*Prompt*
Extract all of the data and reproduce it precisely.
--
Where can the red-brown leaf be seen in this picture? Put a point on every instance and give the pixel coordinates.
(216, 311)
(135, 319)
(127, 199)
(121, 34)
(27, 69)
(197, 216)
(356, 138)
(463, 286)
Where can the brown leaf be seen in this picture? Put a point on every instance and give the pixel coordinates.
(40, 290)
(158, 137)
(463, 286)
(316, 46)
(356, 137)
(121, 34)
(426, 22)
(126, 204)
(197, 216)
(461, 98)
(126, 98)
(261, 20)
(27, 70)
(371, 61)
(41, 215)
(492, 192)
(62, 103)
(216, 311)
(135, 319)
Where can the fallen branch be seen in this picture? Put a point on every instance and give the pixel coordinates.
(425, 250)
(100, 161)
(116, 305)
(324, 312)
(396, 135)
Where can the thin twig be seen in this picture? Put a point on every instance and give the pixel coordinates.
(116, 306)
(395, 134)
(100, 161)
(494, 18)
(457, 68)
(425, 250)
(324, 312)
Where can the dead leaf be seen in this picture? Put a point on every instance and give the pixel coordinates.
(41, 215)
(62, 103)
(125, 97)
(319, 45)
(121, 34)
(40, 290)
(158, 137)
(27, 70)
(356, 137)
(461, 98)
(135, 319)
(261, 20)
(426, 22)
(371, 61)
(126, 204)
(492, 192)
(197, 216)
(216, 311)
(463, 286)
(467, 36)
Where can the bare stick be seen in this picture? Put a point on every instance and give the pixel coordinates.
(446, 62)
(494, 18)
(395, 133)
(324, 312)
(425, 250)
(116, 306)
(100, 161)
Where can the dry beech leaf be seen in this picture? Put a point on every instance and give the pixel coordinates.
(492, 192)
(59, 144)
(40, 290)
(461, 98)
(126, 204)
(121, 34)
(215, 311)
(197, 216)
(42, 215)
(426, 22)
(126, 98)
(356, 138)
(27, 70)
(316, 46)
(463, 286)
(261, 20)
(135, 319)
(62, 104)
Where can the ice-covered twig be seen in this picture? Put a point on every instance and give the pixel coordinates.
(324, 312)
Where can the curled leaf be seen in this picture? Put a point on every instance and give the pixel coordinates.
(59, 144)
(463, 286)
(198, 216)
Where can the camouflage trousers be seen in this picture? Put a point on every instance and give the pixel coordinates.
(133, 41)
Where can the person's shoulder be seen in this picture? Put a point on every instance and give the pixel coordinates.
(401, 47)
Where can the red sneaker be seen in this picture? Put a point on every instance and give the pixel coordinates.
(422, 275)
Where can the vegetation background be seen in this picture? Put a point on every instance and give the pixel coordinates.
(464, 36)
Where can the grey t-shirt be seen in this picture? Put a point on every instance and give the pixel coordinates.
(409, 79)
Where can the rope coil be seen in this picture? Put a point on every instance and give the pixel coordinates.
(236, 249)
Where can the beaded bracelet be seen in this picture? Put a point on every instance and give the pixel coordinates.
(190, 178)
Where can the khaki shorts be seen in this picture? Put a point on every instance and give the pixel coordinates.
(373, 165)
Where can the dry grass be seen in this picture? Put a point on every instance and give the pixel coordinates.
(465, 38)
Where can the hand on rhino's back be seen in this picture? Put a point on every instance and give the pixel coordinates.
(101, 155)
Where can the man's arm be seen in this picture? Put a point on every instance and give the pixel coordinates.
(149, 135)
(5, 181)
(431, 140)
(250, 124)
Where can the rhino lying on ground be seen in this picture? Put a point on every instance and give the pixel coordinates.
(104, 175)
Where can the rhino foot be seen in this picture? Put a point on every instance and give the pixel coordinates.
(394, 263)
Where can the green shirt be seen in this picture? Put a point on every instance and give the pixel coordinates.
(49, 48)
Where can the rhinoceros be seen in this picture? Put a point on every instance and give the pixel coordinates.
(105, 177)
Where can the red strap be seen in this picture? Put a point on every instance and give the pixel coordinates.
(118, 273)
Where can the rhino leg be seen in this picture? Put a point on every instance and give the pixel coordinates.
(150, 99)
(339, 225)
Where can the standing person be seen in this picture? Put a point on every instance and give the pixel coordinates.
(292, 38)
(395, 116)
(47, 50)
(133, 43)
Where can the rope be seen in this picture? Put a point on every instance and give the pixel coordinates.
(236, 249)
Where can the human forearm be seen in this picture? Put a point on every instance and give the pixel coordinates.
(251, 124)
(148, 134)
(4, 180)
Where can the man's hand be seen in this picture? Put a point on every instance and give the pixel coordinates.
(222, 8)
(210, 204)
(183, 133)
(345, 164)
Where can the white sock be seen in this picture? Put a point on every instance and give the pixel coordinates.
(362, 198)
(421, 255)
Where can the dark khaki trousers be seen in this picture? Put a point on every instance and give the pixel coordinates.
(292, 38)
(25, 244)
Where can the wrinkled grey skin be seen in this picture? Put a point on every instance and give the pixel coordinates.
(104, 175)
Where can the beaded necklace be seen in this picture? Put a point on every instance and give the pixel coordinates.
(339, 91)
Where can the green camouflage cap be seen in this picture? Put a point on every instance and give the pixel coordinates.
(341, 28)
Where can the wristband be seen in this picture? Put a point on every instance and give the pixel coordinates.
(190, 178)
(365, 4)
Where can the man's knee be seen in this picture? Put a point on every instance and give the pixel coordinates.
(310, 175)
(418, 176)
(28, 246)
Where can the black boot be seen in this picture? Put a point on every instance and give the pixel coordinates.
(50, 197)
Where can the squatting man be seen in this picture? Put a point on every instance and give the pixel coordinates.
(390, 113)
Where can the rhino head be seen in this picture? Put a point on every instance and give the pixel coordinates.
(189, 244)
--
*Task result*
Where can the red-brown leaf be seen in this picture? Put a point on every instance and give the pixel coordinates.
(216, 311)
(135, 319)
(127, 199)
(121, 34)
(27, 69)
(197, 216)
(356, 138)
(463, 286)
Where can the brown leaf be seen in this picture? Put a point on every instance and give the pixel coordinates.
(40, 290)
(158, 137)
(463, 286)
(316, 46)
(356, 137)
(121, 34)
(426, 22)
(126, 204)
(197, 216)
(461, 98)
(126, 98)
(261, 20)
(27, 70)
(371, 61)
(41, 215)
(492, 192)
(62, 103)
(216, 311)
(135, 319)
Where can the fallen branch be seen in this picture? Put a point on every instance and give the pixel coordinates.
(425, 250)
(100, 161)
(116, 305)
(324, 312)
(396, 135)
Where can the thin twig be seen in this picture? Put a point on every instance and give the pixel coordinates.
(116, 306)
(395, 134)
(100, 161)
(494, 18)
(457, 68)
(425, 250)
(324, 312)
Where can the dead leaf be seen in this picture? Put a point on every instance and give the pixel coordinates.
(41, 215)
(62, 103)
(125, 97)
(319, 45)
(121, 34)
(40, 290)
(158, 137)
(27, 70)
(356, 137)
(461, 98)
(135, 319)
(261, 20)
(426, 22)
(371, 61)
(126, 204)
(492, 192)
(197, 216)
(216, 311)
(463, 286)
(467, 36)
Where can the bare stick be seen in this picture? Put a point on every instance and give the pixel coordinates.
(446, 62)
(494, 18)
(395, 133)
(324, 312)
(425, 250)
(116, 306)
(100, 161)
Where can the dry beech leaf be seen in this picture? Put a point on every instance and give the pixel coordinates.
(492, 192)
(59, 144)
(40, 290)
(461, 98)
(126, 204)
(121, 34)
(215, 311)
(197, 216)
(42, 215)
(426, 22)
(126, 98)
(356, 138)
(27, 70)
(316, 46)
(463, 286)
(261, 20)
(135, 319)
(62, 104)
Where can the ice-covered twig be seen in this picture? Put a point on every instance and give the pixel coordinates.
(324, 312)
Where can the curled leaf be seen in this picture? Put a point on every instance and give the pixel coordinates.
(59, 144)
(463, 286)
(198, 216)
Where can the camouflage trousers be seen in this picture? Put a point on every instance and give the pixel coordinates.
(133, 41)
Where can the person's shoulder be seen in this picture? Put a point on every instance and give the pixel coordinates.
(401, 47)
Where can the red sneaker be seen in this picture? Put a point on every instance and give the pixel coordinates.
(422, 275)
Where can the vegetation background be seen in this picture? Put a point on every instance and give the pixel coordinates.
(464, 36)
Where can the grey t-shirt be seen in this picture? Put a point on every instance and give the pixel coordinates.
(409, 79)
Where can the rope coil be seen in this picture? Put a point on every instance and give the pixel coordinates.
(236, 249)
Where can the beaded bracelet be seen in this picture? Put a point on every instance and give the pixel coordinates.
(190, 178)
Where can the khaki shorts be seen in this picture? Put a point on every instance and give the pixel coordinates.
(373, 165)
Where can the dry grass be seen in this picture? Put a point on every instance and give the pixel coordinates.
(465, 38)
Where can the hand on rhino's back be seen in this picture? Put a point on every instance and give the pixel coordinates.
(101, 155)
Where can the man's arm be seen in this picture? Put a point on every instance and give the pixel coordinates.
(149, 135)
(5, 181)
(431, 140)
(250, 124)
Where can the rhino lying on ground be seen in this picture? Put a point on every instance and give the pixel coordinates.
(104, 175)
Where can the rhino foot be seen in this picture? Put a point on every instance and give the pixel coordinates.
(394, 263)
Where can the green shirt be seen in this picture? Put a point on every instance and give the pixel coordinates.
(49, 48)
Where can the rhinoceros be seen in this picture? Put a point on every instance and give the pixel coordinates.
(105, 177)
Where can the red strap be seen in this picture? Put a point on every instance and give the pixel coordinates.
(118, 273)
Where can the rhino leg be seen in this picture? Put a point on every instance and give the pixel coordinates.
(150, 99)
(339, 225)
Where can the standing person be seen in this picture? Put a point on every instance and give the pixel coordinates.
(292, 38)
(395, 116)
(47, 50)
(133, 43)
Where can the rope be seen in this picture? Put a point on every instance and give the pixel coordinates.
(236, 249)
Where can the human forearm be seen in this picture? Put a point on every instance and give the pixel coordinates.
(251, 124)
(148, 134)
(4, 180)
Where can the man's hand be seen in this picture? Put a point on every instance and give the pixel coordinates.
(222, 8)
(210, 204)
(183, 133)
(345, 164)
Where can the white sock be seen in this picture? Put a point on every instance and give the pixel coordinates.
(362, 198)
(421, 255)
Where can the dark khaki trousers be seen in this picture? Put a point on every instance and give the pixel coordinates.
(292, 38)
(25, 244)
Where can the wrinkled grey skin be seen in this picture? Put a point on every instance and give the pixel coordinates.
(104, 175)
Where can the beaded necklace be seen in this picture? Put a point on every instance and give the pixel coordinates.
(339, 91)
Where can the green camouflage cap be seen in this picture? Put a point on every instance and give the pixel coordinates.
(341, 28)
Where can the wristband be seen in this picture? Put a point on every instance and give the pixel coordinates.
(190, 178)
(365, 4)
Where can the man's knee be seen in this picture? Put a point on every instance and give the pixel coordinates.
(310, 175)
(418, 176)
(28, 246)
Where can the black boot be seen in this picture? Put a point on every instance and give the pixel coordinates.
(50, 197)
Where can the squatting man be seen in this picture? Put a point on every instance and give the pixel coordinates.
(390, 113)
Where can the rhino head be seen in this picture? Put a point on every instance and give the pixel coordinates.
(189, 244)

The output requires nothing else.